— begin Items —

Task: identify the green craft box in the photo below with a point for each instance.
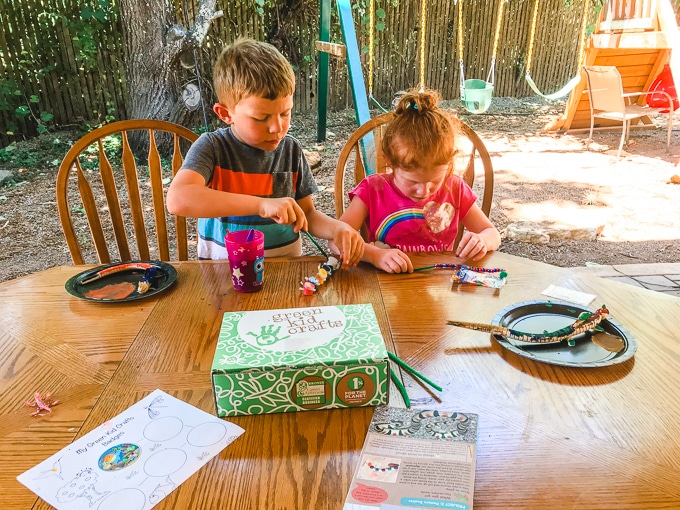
(299, 359)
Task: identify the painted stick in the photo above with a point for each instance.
(413, 371)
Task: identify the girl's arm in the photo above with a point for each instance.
(480, 235)
(346, 239)
(390, 260)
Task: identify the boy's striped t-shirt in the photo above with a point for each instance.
(230, 165)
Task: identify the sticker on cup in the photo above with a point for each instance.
(245, 251)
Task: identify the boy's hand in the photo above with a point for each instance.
(350, 243)
(471, 246)
(284, 211)
(393, 261)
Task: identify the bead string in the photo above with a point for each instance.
(324, 271)
(463, 266)
(391, 466)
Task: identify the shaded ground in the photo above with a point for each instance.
(539, 177)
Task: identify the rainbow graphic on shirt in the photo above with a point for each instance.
(393, 219)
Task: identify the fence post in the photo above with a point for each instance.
(322, 82)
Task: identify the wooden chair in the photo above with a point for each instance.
(125, 204)
(355, 158)
(608, 101)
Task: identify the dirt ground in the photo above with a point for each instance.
(539, 177)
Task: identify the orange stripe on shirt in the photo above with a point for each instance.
(240, 182)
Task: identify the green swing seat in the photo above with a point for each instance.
(476, 95)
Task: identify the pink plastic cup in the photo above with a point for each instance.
(246, 259)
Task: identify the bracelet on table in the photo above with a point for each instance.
(483, 276)
(324, 270)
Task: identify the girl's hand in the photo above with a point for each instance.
(471, 246)
(393, 261)
(350, 244)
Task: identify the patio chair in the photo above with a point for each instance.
(104, 201)
(608, 100)
(363, 150)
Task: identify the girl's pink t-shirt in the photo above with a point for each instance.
(398, 221)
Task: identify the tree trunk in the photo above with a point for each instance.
(153, 46)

— end Items —

* Exercise description:
Set down only these lines, exactly: the line containing "Task: identify the bracelet" and each line after it, through the end of the listing.

* Task answer:
Task: identify the bracelet on table in the photo above with a point for each instance.
(483, 276)
(324, 270)
Task: identify the girl's hand in the photo above with a point for each instance.
(471, 246)
(393, 261)
(350, 244)
Task: identify the patio chair in the photo above with a point for each instance.
(104, 201)
(608, 100)
(363, 150)
Task: identify the girl's pink t-shirt in the photo above with a point for each instance.
(398, 221)
Task: identify the tree trunk in the photo above with a point for each instance.
(153, 46)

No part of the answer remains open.